### Task objective
Extract each line of the records below that contains the word "rock".

Point-per-instance localization data:

%%

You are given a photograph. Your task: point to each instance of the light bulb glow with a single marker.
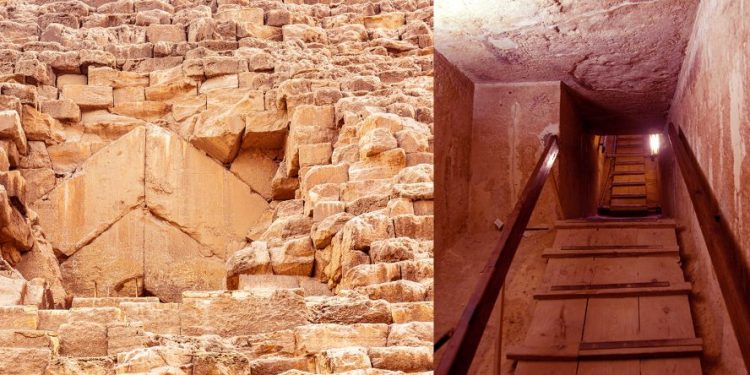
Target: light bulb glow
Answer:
(654, 142)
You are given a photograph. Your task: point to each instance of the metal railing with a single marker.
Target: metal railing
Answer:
(730, 267)
(463, 340)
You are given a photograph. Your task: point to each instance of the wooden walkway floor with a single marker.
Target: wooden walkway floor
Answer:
(613, 301)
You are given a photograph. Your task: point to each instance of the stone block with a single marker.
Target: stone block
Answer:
(19, 317)
(63, 109)
(347, 310)
(88, 97)
(241, 312)
(11, 128)
(24, 361)
(412, 312)
(315, 338)
(256, 168)
(157, 317)
(333, 361)
(105, 76)
(83, 339)
(166, 33)
(266, 130)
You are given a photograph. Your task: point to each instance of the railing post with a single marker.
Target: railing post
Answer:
(730, 267)
(464, 341)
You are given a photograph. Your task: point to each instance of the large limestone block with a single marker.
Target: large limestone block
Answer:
(104, 76)
(197, 194)
(88, 97)
(11, 128)
(11, 291)
(19, 317)
(256, 168)
(111, 184)
(111, 263)
(244, 312)
(175, 262)
(314, 338)
(157, 317)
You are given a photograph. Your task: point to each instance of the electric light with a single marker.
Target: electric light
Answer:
(654, 141)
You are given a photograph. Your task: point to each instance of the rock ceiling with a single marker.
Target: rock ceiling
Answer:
(622, 57)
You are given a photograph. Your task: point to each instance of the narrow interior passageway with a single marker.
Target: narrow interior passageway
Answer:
(621, 261)
(613, 298)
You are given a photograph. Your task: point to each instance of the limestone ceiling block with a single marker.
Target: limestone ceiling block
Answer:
(108, 186)
(622, 57)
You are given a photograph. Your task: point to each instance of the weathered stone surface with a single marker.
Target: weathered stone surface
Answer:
(110, 187)
(175, 262)
(183, 200)
(111, 263)
(88, 97)
(256, 168)
(333, 361)
(241, 312)
(22, 361)
(315, 338)
(347, 310)
(402, 358)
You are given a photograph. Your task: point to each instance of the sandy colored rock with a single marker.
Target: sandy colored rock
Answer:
(175, 262)
(315, 338)
(179, 197)
(22, 361)
(333, 361)
(88, 97)
(241, 312)
(116, 171)
(256, 168)
(402, 358)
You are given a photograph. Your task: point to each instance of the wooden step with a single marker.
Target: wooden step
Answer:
(654, 288)
(610, 350)
(611, 252)
(613, 223)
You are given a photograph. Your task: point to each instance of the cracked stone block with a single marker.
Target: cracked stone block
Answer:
(81, 208)
(241, 312)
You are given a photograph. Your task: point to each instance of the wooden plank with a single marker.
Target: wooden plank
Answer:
(629, 190)
(624, 367)
(630, 178)
(637, 270)
(665, 317)
(672, 289)
(602, 312)
(730, 264)
(569, 272)
(546, 368)
(671, 366)
(556, 323)
(638, 350)
(615, 223)
(609, 252)
(462, 346)
(619, 168)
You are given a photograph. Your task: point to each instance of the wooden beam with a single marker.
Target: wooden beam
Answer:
(463, 344)
(730, 266)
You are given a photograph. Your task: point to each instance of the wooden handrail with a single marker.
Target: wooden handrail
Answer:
(464, 341)
(730, 267)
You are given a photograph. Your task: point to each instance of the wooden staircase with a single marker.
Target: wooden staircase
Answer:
(631, 185)
(613, 301)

%%

### Solution to this task
You are given a photograph. Your task: point to each instance of the rock ceiling with a single marker.
Target: rock ceiling
You are given a photograph. Your task: point to each instance of the sandy colored rock with a single marker.
Target: sandy colored rock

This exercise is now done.